TEXTAUSZUG:
= = =
Vor Gipfel im Dezember: Obamas Klimaziel erhöht Druck auf EU
Die USA und Großbritannien planen eine deutliche Reduktion der Treibhausgase. Auch 150 europäische Konzerne plädieren für konsequente Regeln.
Der designierte US-Präsident Barack Obama hat am Mittwoch angekündigt, die Treibhausgase in seinem Land bis 2020 auf den Stand von 1990 zurückzufahren. Bis 2050 solle eine Reduktion um weitere 80 Prozent erreicht werden. Er meldete damit Amerikas Führungsrolle in einem unter der Bush-Regierung völlig vernachlässigten Politikbereich an. Gleichzeitig verabschiedete das britische Unterhaus ein strenges Klimaschutzgesetz, das ebenfalls 80 Prozent weniger CO2 bis 2050 vorsieht. Neben sämtlichen Industriebereichen sollen dafür auch Schifffahrt und Flugverkehr in die Pflicht genommen werden.
Damit kommt gerade noch rechtzeitig vor dem entscheidenden Klimagipfel Mitte Dezember in Brüssel neuer Schwung in die Klimadebatte. In einer ersten Reaktion auf den Börsencrash und die nun leeren Auftragsbücher in vielen Branchen hatten nämlich viele Europaabgeordnete, aber auch Vertreter von Regierungen genau den gegenteiligen Weg angekündigt: Angesichts der Wirtschaftskrise dürften die Unternehmen nicht auch noch durch Umweltauflagen zusätzlich belastet werden.
"Das Moratorium muss so lange gelten, bis ein internationales Abkommen mit vergleichbaren Lasten für die wichtigsten Wettbewerber in Kraft getreten ist", fordert der Europaabgeordnete und Präsident des CDU-Wirtschaftsrats, Kurt Lauk. Wenn die EU mit einer strengen Klimagesetzgebung vorpresche, dann werde die Konkurrenz in den USA, China und Indien begünstigt. Standortverlagerungen seien die Folge.
Dem widerspricht die EU Corporate Leaders Group on Climate Change (EU CLG). Darin sind unter Schirmherrschaft des Prince of Wales 150 Unternehmen vertreten, darunter der Energiekonzern Enel, die Fortisbank, Allianz, Shell und Vodafone, die ja ebenfalls unter der Finanz- und Wirtschaftskrise leiden. Am Mittwoch trafen sich Vertreter der CLG in Straßburg mit den Abgeordneten, die das Klimapaket mit dem Rat aushandeln. In diesen Gesprächen hinter verschlossenen Türen soll ein für alle Seiten akzeptabler Kompromiss erreicht werden, den das EU-Parlament am 4. Dezember absegnet und der Gipfel der Staats- und Regierungschefs am 12. Dezember einstimmig beschließt.
= = =
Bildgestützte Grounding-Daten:

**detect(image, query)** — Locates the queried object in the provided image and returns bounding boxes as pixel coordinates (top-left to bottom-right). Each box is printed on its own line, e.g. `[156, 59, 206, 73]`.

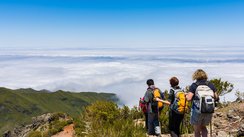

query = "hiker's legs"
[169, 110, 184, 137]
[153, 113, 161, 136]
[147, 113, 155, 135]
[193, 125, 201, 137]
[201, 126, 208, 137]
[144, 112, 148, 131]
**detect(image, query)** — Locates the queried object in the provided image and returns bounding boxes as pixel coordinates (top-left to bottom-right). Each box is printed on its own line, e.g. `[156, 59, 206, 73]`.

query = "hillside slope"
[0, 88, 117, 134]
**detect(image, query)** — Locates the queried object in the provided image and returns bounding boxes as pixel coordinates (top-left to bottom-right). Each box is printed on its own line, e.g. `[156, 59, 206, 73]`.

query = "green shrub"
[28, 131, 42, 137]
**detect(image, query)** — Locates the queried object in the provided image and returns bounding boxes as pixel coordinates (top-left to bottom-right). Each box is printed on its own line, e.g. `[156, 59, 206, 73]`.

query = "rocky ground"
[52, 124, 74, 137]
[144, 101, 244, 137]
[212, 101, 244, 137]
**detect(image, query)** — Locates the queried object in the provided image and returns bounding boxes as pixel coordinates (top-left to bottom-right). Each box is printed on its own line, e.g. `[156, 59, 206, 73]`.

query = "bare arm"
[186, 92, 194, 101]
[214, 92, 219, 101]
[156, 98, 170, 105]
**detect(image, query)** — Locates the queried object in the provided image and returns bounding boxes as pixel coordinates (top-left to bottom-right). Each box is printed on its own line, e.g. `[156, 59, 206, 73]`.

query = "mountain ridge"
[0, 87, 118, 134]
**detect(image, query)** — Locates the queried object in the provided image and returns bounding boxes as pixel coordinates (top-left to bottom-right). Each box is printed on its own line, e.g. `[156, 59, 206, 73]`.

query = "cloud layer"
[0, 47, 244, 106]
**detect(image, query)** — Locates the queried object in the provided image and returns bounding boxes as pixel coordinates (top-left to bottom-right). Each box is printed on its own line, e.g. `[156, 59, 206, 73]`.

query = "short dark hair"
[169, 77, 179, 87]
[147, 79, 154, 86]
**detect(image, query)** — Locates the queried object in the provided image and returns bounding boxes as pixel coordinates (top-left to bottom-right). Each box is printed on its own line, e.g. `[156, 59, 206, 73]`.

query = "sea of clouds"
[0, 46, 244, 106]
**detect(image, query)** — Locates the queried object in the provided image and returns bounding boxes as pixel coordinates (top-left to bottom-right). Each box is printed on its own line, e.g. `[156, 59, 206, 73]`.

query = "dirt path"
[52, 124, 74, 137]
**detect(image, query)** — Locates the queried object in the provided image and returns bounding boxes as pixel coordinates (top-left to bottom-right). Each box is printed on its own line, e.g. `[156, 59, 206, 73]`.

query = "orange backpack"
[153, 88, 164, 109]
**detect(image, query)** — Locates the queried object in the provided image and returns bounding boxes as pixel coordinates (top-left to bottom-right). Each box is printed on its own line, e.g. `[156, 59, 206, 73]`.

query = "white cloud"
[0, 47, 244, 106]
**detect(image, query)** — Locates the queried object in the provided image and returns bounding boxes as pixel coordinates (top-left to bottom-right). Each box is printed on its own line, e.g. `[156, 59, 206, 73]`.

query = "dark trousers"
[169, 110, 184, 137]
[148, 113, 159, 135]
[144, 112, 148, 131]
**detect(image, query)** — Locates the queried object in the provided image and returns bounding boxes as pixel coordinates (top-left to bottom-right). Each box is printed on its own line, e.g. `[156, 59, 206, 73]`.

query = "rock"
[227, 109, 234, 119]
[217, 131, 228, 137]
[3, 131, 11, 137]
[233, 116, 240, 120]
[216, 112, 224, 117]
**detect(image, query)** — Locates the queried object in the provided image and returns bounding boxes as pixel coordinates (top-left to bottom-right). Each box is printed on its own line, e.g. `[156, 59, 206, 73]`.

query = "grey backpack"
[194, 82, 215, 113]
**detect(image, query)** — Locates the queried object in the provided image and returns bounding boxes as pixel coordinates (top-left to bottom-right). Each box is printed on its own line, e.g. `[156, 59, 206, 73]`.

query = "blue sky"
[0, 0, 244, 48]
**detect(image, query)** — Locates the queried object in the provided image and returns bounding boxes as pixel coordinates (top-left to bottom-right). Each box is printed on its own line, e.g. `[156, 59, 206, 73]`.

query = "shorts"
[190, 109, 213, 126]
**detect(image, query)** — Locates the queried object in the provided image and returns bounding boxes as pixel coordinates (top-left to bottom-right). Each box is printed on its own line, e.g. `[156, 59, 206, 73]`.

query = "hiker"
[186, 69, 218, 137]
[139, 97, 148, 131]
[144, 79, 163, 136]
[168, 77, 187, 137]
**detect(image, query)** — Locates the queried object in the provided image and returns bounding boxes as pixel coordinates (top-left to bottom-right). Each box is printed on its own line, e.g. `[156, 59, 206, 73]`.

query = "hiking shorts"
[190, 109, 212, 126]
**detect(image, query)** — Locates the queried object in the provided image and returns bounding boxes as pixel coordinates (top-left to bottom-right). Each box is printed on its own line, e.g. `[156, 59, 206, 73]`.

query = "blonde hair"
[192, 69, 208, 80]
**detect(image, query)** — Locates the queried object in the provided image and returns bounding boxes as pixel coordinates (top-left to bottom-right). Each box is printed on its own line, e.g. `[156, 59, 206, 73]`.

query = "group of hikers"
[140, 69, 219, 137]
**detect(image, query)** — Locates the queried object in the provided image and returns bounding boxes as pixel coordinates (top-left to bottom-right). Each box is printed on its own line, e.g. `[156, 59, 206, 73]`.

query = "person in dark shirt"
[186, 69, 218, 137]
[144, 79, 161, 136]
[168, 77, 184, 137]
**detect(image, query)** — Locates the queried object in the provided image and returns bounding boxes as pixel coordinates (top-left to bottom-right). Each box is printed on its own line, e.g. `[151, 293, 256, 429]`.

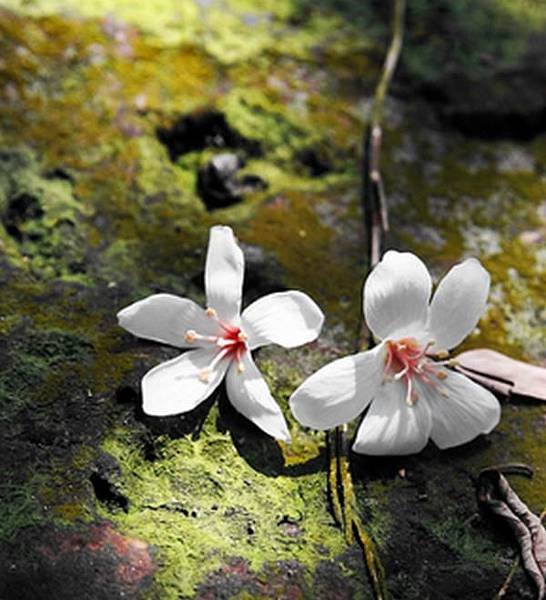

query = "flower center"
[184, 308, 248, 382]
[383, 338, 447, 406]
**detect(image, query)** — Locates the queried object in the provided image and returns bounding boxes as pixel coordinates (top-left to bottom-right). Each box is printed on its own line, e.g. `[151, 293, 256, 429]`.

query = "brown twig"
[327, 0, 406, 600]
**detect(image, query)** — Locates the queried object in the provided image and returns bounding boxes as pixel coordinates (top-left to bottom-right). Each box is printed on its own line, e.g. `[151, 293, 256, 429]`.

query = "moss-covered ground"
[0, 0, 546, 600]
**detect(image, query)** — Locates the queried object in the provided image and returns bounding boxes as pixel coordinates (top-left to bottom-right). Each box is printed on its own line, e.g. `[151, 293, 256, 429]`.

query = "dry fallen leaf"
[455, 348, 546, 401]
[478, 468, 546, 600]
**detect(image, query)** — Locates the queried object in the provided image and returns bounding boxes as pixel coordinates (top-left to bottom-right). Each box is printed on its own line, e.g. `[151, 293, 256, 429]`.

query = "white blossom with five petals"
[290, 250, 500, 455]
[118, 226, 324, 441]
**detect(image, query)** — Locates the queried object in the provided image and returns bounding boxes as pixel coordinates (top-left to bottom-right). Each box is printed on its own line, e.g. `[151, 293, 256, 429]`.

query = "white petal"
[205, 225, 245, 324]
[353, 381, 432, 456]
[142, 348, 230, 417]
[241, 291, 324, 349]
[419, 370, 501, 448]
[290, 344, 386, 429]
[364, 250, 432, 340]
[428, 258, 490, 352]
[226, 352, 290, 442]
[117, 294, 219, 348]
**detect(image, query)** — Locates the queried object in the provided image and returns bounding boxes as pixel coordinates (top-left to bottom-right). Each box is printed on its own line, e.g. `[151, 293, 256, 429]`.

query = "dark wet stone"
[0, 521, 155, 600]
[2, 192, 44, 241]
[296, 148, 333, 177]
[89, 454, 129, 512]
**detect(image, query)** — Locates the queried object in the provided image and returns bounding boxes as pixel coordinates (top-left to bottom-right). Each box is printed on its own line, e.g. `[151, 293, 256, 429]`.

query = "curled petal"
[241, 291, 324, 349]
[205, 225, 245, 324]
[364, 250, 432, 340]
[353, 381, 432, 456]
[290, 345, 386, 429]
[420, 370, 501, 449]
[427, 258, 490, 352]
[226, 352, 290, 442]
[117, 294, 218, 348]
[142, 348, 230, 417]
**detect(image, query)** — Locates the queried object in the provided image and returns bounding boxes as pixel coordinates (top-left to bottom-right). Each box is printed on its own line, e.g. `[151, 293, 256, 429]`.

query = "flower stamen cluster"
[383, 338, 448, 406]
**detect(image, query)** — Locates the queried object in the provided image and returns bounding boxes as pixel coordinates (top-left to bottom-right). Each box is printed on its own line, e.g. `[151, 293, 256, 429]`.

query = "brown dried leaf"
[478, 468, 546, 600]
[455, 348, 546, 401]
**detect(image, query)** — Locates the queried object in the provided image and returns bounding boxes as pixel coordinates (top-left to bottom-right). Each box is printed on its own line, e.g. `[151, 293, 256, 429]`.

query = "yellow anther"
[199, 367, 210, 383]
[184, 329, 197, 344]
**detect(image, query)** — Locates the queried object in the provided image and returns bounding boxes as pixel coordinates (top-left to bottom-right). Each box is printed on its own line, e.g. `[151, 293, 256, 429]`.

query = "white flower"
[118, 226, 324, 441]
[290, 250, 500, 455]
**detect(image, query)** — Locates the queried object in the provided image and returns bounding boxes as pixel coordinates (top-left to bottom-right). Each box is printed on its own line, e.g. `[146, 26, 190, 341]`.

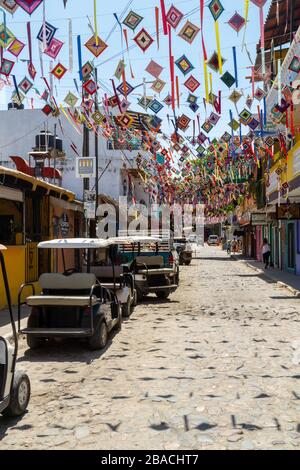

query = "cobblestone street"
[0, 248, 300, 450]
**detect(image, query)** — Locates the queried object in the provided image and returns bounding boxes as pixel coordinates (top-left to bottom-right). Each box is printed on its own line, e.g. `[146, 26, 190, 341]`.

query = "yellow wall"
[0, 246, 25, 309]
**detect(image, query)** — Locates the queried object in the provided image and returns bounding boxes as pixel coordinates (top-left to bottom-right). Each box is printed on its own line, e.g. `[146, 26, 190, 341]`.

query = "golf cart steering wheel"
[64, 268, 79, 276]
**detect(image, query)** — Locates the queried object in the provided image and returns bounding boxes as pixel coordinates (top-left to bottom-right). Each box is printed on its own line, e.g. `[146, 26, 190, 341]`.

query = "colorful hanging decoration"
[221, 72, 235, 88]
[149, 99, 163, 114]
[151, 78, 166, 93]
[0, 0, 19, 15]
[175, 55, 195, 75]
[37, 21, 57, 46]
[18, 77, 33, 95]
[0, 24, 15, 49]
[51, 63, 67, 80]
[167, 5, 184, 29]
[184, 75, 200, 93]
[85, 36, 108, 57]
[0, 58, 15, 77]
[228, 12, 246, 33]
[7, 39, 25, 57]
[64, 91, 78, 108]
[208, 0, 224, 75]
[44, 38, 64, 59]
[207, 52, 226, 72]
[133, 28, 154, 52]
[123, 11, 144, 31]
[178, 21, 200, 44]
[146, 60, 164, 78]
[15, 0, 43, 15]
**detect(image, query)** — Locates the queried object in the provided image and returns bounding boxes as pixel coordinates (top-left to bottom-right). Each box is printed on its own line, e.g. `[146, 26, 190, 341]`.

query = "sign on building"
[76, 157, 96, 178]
= = =
AUFGABEN ZUR ÜBUNG:
1 – Wie lautet der Artikel über Obamas Klimaziel von „Damit kommt gerade“ bis „seien die Folge.“, beide Stellen eingeschlossen? Gib diesen Abschnitt wortgetreu wieder.
2 – Welche Unternehmen nennt der Artikel über Obamas Klimaziel namentlich als Mitglieder der EU Corporate Leaders Group on Climate Change?
3 – Führe den Artikel über Obamas Klimaziel und den EU-Klimagipfel im Anschluss an seinen letzten Satz weiter.

ANTWORTEN IN REIHENFOLGE:
1 –
Damit kommt gerade noch rechtzeitig vor dem entscheidenden Klimagipfel Mitte Dezember in Brüssel neuer Schwung in die Klimadebatte. In einer ersten Reaktion auf den Börsencrash und die nun leeren Auftragsbücher in vielen Branchen hatten nämlich viele Europaabgeordnete, aber auch Vertreter von Regierungen genau den gegenteiligen Weg angekündigt: Angesichts der Wirtschaftskrise dürften die Unternehmen nicht auch noch durch Umweltauflagen zusätzlich belastet werden.
"Das Moratorium muss so lange gelten, bis ein internationales Abkommen mit vergleichbaren Lasten für die wichtigsten Wettbewerber in Kraft getreten ist", fordert der Europaabgeordnete und Präsident des CDU-Wirtschaftsrats, Kurt Lauk. Wenn die EU mit einer strengen Klimagesetzgebung vorpresche, dann werde die Konkurrenz in den USA, China und Indien begünstigt. Standortverlagerungen seien die Folge.

2 – Enel, Fortisbank, Allianz, Shell, Vodafone

3 –
Die irische konservative Abgeordnete Avril Doyle warnte die französische Ratspräsidentschaft, dem Drängen einiger Länder wie Polen und Deutschland nachzugeben und Abstriche von dem Entwurf zu machen. "Wir werden kein Diktat vom Gipfel akzeptieren. Wir haben die volle Mitentscheidung und werden im nächsten Jahr neue Änderungsanträge stellen, wenn das Ergebnis für uns nicht annehmbar ist."
Für Abgeordnete wie Doyle, die ein ehrgeiziges Klimapaket wollen, sind sowohl Obamas Ankündigung als auch die Unterstützung großer Unternehmen von unschätzbarem Wert. Denn beides entkräftet das Argument, Europa würde sich mit dem Übergang ins CO2-arme Zeitalter ökonomisch ins Hintertreffen bringen. Richard Burrett, Sprecher von CLG, sagte am Mittwoch: "Wir glauben an die Vorteile rechtzeitigen Handelns. Das ist wesentlich billiger, als wenn wir das Paket aufschieben. Die Unternehmen brauchen klare gesetzliche Rahmenbedingungen, um zu investieren." Auch Burrett warnte die Regierungen, das Paket auf dem Dezembergipfel zu verwässern. "Wir müssen jetzt in die CO2-arme Zukunft investieren und unser Wirtschaftssystem umstellen. In die Klimakonferenz nächstes Jahr in Kopenhagen sollten wir mit einem soliden europäischen Gesetzespaket einsteigen."
Experten des britischen Unterhauses schätzen die Kosten für ihr neues Klimagesetz auf 1 bis 2 Prozent des Bruttoinlandsprodukts. Wie Avril Doyle am Mittwoch in Erinnerung rief, würden die Folgen einer Klimaerwärmung um mehr als 2 Grad ein Vielfaches kosten.